Directions for this task: Go to the line containing "of the blurred" and return it and each line after it exactly, through the end of the data below, and nothing more.

Point localization data:

::::::::

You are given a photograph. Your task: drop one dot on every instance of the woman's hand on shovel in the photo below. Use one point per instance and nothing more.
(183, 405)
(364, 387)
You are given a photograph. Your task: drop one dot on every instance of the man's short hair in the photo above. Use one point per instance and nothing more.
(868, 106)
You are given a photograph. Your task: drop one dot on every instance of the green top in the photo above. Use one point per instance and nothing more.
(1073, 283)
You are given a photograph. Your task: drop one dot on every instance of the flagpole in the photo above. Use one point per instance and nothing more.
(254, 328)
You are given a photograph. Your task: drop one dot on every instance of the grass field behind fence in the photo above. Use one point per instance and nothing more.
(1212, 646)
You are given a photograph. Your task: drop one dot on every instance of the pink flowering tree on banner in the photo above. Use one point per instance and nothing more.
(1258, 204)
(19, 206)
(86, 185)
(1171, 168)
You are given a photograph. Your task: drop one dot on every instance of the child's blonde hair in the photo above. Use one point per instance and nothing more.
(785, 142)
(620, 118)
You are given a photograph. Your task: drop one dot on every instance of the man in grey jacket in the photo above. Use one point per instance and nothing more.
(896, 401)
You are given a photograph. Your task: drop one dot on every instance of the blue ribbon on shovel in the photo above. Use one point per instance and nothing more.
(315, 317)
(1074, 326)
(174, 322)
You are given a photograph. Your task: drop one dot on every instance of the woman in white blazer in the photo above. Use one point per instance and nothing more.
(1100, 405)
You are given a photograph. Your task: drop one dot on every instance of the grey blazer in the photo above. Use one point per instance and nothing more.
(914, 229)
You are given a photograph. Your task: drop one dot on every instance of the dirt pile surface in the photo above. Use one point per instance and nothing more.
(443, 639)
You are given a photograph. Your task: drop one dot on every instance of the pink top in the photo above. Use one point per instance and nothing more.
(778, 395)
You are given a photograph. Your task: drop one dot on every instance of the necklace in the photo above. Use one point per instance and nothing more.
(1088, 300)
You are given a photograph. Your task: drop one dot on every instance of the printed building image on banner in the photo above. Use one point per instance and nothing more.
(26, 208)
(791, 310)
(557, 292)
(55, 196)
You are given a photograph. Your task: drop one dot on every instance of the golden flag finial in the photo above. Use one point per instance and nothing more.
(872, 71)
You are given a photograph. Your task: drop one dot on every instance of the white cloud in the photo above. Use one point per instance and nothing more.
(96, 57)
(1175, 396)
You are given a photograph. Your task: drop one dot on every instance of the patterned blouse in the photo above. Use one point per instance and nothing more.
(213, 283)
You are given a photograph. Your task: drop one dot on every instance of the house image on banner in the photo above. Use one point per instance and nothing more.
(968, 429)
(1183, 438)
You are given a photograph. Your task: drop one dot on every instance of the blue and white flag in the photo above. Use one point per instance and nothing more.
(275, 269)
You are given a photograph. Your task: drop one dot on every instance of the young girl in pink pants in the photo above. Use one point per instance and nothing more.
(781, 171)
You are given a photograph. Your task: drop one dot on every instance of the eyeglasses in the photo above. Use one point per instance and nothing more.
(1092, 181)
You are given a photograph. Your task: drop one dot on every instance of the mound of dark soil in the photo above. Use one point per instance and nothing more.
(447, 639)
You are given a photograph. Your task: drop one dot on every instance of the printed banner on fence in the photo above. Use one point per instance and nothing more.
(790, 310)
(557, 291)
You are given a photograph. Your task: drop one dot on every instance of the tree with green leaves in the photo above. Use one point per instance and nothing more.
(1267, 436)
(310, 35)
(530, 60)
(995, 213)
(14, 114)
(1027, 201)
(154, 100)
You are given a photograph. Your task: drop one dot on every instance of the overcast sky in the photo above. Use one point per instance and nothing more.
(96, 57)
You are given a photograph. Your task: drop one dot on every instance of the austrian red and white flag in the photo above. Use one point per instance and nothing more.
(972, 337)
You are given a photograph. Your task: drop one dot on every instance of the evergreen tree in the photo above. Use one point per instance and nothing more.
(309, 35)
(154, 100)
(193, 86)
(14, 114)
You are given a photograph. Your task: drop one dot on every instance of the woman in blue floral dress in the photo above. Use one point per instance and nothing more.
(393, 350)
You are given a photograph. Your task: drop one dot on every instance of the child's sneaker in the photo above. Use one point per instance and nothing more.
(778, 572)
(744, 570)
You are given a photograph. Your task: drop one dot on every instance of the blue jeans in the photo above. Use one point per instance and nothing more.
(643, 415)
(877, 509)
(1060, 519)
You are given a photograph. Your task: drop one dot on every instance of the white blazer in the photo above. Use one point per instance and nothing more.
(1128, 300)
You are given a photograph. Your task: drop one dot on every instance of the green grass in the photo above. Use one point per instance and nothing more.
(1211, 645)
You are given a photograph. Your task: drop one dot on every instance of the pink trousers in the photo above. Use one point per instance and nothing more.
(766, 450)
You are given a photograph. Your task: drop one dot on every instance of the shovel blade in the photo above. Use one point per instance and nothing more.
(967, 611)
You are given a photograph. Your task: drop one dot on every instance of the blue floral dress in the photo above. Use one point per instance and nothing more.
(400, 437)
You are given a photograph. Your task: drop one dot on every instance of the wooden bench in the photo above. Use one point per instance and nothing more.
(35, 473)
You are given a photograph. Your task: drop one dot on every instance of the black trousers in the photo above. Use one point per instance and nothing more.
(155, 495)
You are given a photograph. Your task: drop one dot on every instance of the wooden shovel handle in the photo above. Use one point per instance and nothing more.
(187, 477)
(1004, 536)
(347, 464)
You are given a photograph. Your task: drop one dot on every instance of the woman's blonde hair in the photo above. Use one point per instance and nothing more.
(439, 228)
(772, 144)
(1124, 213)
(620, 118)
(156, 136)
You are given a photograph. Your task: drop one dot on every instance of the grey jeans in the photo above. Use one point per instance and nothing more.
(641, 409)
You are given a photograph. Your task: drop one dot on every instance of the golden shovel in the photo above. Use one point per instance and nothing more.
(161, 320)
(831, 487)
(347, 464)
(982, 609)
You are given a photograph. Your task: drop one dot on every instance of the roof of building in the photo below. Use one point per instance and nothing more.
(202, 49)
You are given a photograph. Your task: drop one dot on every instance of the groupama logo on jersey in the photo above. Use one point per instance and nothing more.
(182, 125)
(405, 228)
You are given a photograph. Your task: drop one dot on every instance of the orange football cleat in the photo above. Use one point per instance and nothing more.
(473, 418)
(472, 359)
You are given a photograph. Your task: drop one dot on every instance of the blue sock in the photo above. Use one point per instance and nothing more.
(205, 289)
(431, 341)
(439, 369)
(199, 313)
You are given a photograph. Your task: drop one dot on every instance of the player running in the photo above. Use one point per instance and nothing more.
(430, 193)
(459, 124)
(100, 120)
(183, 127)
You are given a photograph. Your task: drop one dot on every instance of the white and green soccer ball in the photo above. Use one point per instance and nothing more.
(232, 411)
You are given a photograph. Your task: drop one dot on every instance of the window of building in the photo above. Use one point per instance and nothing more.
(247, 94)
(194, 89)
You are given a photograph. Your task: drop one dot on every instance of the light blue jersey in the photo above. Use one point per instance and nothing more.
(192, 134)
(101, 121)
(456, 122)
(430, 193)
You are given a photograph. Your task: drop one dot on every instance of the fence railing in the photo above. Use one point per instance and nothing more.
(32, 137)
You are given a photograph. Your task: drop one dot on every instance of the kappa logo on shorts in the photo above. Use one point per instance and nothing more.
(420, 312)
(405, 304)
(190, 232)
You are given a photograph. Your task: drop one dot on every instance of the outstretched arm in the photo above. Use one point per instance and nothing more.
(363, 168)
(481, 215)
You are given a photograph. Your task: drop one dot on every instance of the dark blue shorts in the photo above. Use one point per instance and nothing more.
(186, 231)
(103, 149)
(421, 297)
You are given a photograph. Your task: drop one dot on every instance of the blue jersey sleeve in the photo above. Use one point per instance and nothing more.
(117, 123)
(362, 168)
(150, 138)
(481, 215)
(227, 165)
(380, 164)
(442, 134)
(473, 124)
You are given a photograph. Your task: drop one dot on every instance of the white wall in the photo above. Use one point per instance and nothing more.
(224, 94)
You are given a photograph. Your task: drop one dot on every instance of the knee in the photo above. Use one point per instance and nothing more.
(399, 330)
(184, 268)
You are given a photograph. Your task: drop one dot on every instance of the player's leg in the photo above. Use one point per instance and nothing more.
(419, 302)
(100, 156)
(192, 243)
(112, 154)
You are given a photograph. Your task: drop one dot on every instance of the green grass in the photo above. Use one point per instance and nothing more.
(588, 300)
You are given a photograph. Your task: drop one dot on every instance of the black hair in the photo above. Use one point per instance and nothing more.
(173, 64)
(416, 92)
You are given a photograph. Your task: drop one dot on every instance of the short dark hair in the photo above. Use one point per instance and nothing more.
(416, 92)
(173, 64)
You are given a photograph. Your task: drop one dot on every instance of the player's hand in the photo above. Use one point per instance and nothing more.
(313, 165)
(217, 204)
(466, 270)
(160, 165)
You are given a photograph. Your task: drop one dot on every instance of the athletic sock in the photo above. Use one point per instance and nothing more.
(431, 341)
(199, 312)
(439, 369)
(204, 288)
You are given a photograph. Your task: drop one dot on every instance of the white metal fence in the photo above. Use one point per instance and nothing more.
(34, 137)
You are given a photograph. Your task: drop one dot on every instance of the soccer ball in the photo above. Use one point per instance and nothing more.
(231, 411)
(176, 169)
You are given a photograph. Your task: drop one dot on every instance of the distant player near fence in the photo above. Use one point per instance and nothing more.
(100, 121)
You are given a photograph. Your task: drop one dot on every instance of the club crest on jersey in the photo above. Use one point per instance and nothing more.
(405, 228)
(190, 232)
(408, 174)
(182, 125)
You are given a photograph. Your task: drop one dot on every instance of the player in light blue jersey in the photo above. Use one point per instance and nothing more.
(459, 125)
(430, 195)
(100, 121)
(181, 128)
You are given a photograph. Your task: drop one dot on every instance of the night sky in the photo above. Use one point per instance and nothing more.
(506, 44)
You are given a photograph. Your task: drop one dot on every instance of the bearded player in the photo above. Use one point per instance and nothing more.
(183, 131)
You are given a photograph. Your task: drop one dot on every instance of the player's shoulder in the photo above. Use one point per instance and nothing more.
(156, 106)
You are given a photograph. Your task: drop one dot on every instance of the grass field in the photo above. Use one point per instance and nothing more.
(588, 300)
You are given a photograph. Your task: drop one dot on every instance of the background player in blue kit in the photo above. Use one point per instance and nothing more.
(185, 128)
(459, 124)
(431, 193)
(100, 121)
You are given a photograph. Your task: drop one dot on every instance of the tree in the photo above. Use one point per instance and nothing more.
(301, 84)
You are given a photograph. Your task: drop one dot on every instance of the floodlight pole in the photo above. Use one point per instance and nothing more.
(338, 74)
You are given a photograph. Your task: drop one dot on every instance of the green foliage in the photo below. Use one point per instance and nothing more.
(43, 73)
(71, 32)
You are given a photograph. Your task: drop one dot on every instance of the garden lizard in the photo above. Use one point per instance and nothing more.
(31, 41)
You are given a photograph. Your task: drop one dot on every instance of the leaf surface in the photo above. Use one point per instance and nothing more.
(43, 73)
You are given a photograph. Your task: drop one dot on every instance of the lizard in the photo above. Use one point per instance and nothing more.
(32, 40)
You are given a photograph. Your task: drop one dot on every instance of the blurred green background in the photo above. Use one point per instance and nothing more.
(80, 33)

::::::::

Solution to the problem:
You are given a photograph. Your task: drop one dot on every instance of the blurred green background in the photo above. Use one point per instance and nothing more.
(80, 33)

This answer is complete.